## STATED TASK
Pick out each line below that contains the string "target" and copy it unchanged. The match is case-sensitive.

[Start DATA IN THIS EXERCISE]

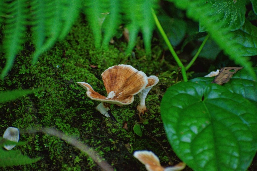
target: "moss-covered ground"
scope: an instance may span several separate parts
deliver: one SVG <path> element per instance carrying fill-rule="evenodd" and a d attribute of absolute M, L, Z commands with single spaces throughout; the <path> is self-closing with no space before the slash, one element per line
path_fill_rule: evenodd
<path fill-rule="evenodd" d="M 128 56 L 124 53 L 127 43 L 122 37 L 114 40 L 108 49 L 96 49 L 90 28 L 80 19 L 65 39 L 42 54 L 34 65 L 30 63 L 34 47 L 27 41 L 11 70 L 0 80 L 0 91 L 44 89 L 0 104 L 0 134 L 9 127 L 21 130 L 38 126 L 54 128 L 92 147 L 117 170 L 145 170 L 132 156 L 137 150 L 152 151 L 164 166 L 177 163 L 179 159 L 166 138 L 159 108 L 166 89 L 181 79 L 177 67 L 154 39 L 150 56 L 146 55 L 140 37 Z M 5 61 L 1 54 L 0 71 Z M 106 95 L 101 74 L 109 67 L 121 64 L 131 65 L 160 79 L 147 97 L 148 111 L 143 118 L 148 123 L 139 124 L 141 137 L 133 130 L 138 121 L 137 96 L 129 105 L 111 106 L 120 124 L 127 122 L 126 130 L 96 111 L 99 102 L 87 97 L 86 91 L 76 82 L 88 82 L 96 91 Z M 7 167 L 5 170 L 100 170 L 86 154 L 58 138 L 43 133 L 21 133 L 20 140 L 27 143 L 15 148 L 31 158 L 41 159 L 31 164 Z"/>

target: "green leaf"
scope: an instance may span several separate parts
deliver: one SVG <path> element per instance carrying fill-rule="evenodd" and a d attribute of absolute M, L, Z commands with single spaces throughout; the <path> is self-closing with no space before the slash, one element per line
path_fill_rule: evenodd
<path fill-rule="evenodd" d="M 15 100 L 28 94 L 42 89 L 37 89 L 34 90 L 16 90 L 11 91 L 0 91 L 0 103 L 4 103 Z"/>
<path fill-rule="evenodd" d="M 169 0 L 169 1 L 174 2 L 177 7 L 186 10 L 187 16 L 197 21 L 200 21 L 202 24 L 208 30 L 213 39 L 221 49 L 229 55 L 230 58 L 234 60 L 236 64 L 243 66 L 250 74 L 255 78 L 256 77 L 249 59 L 242 56 L 240 56 L 240 53 L 238 53 L 238 49 L 242 49 L 242 46 L 238 44 L 235 40 L 231 39 L 233 35 L 228 31 L 229 27 L 223 27 L 223 23 L 217 21 L 219 15 L 212 15 L 215 8 L 213 7 L 211 4 L 208 3 L 206 3 L 206 1 L 201 0 L 193 1 Z M 237 1 L 237 3 L 239 1 Z M 220 2 L 218 1 L 219 2 Z M 204 5 L 203 5 L 203 2 L 204 3 Z"/>
<path fill-rule="evenodd" d="M 251 2 L 252 5 L 252 9 L 255 14 L 257 15 L 257 2 L 255 0 L 251 0 Z"/>
<path fill-rule="evenodd" d="M 142 130 L 141 130 L 140 124 L 135 124 L 133 127 L 133 130 L 134 131 L 135 134 L 139 137 L 142 137 L 143 135 L 143 132 L 142 132 Z"/>
<path fill-rule="evenodd" d="M 212 15 L 219 15 L 217 21 L 222 22 L 222 27 L 229 28 L 231 31 L 239 29 L 245 23 L 246 14 L 245 0 L 233 1 L 227 0 L 206 1 L 215 9 Z M 206 31 L 200 24 L 199 31 Z"/>
<path fill-rule="evenodd" d="M 158 16 L 158 19 L 171 44 L 176 46 L 186 35 L 187 23 L 182 20 L 171 18 L 167 15 Z"/>
<path fill-rule="evenodd" d="M 240 29 L 231 32 L 235 40 L 242 46 L 238 52 L 243 56 L 257 55 L 257 27 L 246 20 Z"/>
<path fill-rule="evenodd" d="M 242 96 L 215 84 L 181 82 L 168 89 L 161 108 L 173 150 L 194 170 L 245 170 L 251 164 L 257 108 Z"/>
<path fill-rule="evenodd" d="M 41 158 L 31 159 L 23 155 L 19 151 L 6 151 L 2 148 L 0 148 L 0 167 L 28 164 L 36 162 Z"/>
<path fill-rule="evenodd" d="M 257 74 L 257 67 L 254 67 L 253 69 Z M 198 77 L 188 81 L 205 86 L 210 83 L 214 78 L 214 77 Z M 249 100 L 257 102 L 257 82 L 244 68 L 237 71 L 229 81 L 223 86 L 232 92 L 241 95 Z M 257 105 L 257 103 L 254 104 Z"/>

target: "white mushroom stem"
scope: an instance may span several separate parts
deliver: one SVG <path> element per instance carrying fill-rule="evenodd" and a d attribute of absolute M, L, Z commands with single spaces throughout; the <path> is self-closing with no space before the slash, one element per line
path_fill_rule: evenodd
<path fill-rule="evenodd" d="M 96 109 L 106 117 L 110 117 L 110 115 L 108 114 L 108 111 L 110 110 L 110 108 L 105 105 L 102 102 L 97 105 Z"/>
<path fill-rule="evenodd" d="M 9 127 L 5 130 L 3 135 L 3 138 L 9 141 L 18 142 L 19 138 L 19 130 L 14 127 Z M 15 145 L 4 145 L 4 147 L 7 150 L 10 150 Z"/>
<path fill-rule="evenodd" d="M 138 115 L 140 117 L 140 114 L 144 114 L 146 111 L 146 107 L 145 106 L 145 98 L 148 94 L 149 91 L 156 85 L 159 82 L 159 79 L 155 76 L 151 76 L 148 79 L 148 84 L 147 85 L 145 89 L 143 89 L 138 94 L 139 96 L 139 103 L 137 106 L 137 109 L 138 111 Z"/>
<path fill-rule="evenodd" d="M 137 106 L 137 109 L 138 111 L 138 113 L 144 114 L 146 111 L 146 107 L 145 106 L 145 98 L 152 86 L 149 87 L 144 89 L 142 91 L 138 93 L 139 96 L 139 103 Z"/>
<path fill-rule="evenodd" d="M 204 77 L 212 77 L 216 76 L 220 73 L 220 69 L 217 69 L 216 71 L 212 71 L 209 74 L 206 75 Z"/>

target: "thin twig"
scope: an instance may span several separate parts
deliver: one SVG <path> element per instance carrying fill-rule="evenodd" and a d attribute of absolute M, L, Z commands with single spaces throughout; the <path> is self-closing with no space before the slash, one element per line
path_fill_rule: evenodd
<path fill-rule="evenodd" d="M 187 73 L 186 72 L 186 69 L 185 68 L 185 66 L 182 63 L 181 61 L 179 59 L 179 58 L 178 56 L 177 56 L 177 53 L 176 53 L 175 50 L 174 50 L 171 44 L 171 42 L 170 42 L 170 40 L 169 40 L 169 39 L 168 38 L 167 35 L 165 34 L 164 31 L 163 30 L 163 29 L 161 27 L 161 25 L 159 21 L 159 20 L 158 19 L 157 16 L 156 16 L 156 14 L 155 14 L 154 10 L 152 8 L 152 14 L 154 17 L 155 21 L 155 24 L 156 24 L 157 27 L 159 30 L 163 39 L 164 40 L 164 41 L 166 43 L 166 44 L 167 45 L 169 50 L 171 53 L 171 54 L 173 56 L 173 57 L 179 66 L 181 68 L 181 73 L 182 74 L 182 76 L 183 77 L 183 79 L 184 80 L 184 81 L 185 82 L 187 81 Z"/>
<path fill-rule="evenodd" d="M 188 64 L 187 65 L 187 66 L 186 67 L 186 71 L 187 71 L 187 70 L 188 70 L 188 69 L 191 67 L 191 66 L 194 62 L 194 61 L 196 60 L 196 59 L 197 58 L 197 57 L 198 57 L 198 56 L 200 53 L 200 52 L 201 52 L 202 50 L 203 49 L 203 48 L 204 46 L 204 45 L 205 44 L 205 43 L 206 43 L 206 42 L 207 41 L 207 40 L 208 40 L 208 38 L 210 37 L 210 35 L 209 34 L 208 34 L 207 36 L 206 36 L 206 37 L 205 37 L 205 38 L 204 39 L 204 40 L 203 40 L 203 43 L 202 43 L 202 44 L 199 47 L 199 49 L 198 49 L 198 50 L 197 51 L 197 52 L 195 54 L 195 55 L 194 57 L 193 57 L 193 58 L 192 59 L 191 61 L 190 61 Z"/>

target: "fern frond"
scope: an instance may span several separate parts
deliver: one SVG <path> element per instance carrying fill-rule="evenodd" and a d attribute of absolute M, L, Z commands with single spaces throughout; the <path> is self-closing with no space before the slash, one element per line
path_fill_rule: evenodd
<path fill-rule="evenodd" d="M 5 5 L 6 15 L 9 17 L 5 20 L 6 27 L 4 32 L 3 47 L 6 62 L 1 74 L 2 79 L 11 69 L 16 55 L 22 47 L 28 18 L 28 4 L 25 0 L 6 0 Z"/>
<path fill-rule="evenodd" d="M 80 0 L 63 1 L 62 5 L 63 26 L 59 39 L 62 40 L 70 30 L 71 26 L 77 19 L 79 14 L 81 5 Z"/>
<path fill-rule="evenodd" d="M 243 66 L 253 76 L 256 78 L 255 73 L 252 67 L 249 58 L 240 55 L 238 52 L 243 47 L 232 40 L 233 34 L 228 28 L 222 27 L 221 24 L 216 22 L 218 16 L 210 15 L 212 6 L 208 3 L 202 5 L 202 0 L 170 0 L 178 7 L 187 10 L 188 17 L 201 23 L 208 31 L 213 39 L 224 51 L 228 54 L 231 59 L 237 64 Z"/>
<path fill-rule="evenodd" d="M 36 1 L 38 4 L 35 3 Z M 54 45 L 60 35 L 62 26 L 62 1 L 35 1 L 31 4 L 35 23 L 31 29 L 33 34 L 35 35 L 34 43 L 36 46 L 33 63 L 42 53 Z M 42 9 L 40 9 L 41 8 Z M 44 36 L 40 35 L 41 34 Z"/>
<path fill-rule="evenodd" d="M 136 36 L 140 31 L 143 34 L 147 52 L 151 52 L 151 40 L 155 26 L 151 9 L 157 6 L 157 2 L 156 0 L 128 0 L 124 2 L 125 15 L 127 19 L 131 21 L 127 26 L 129 33 L 127 52 L 134 47 Z"/>
<path fill-rule="evenodd" d="M 97 48 L 101 45 L 101 26 L 103 21 L 101 15 L 108 11 L 103 6 L 104 0 L 85 0 L 84 11 L 91 26 L 95 37 L 95 45 Z"/>
<path fill-rule="evenodd" d="M 63 39 L 79 14 L 80 0 L 35 0 L 31 2 L 36 47 L 32 63 L 58 39 Z"/>
<path fill-rule="evenodd" d="M 119 10 L 121 9 L 120 0 L 109 0 L 107 1 L 105 5 L 109 14 L 104 21 L 105 26 L 103 28 L 104 34 L 102 41 L 102 46 L 106 47 L 109 44 L 109 42 L 115 33 L 117 28 L 121 22 L 121 16 Z"/>

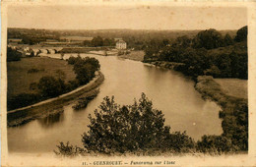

[End DATA IN THIS EXERCISE]

## SOLUTION TO THIS TASK
target: "moss-covered ground"
target: "green leaf"
target: "white mushroom stem"
target: "thin twig"
target: "fern frond"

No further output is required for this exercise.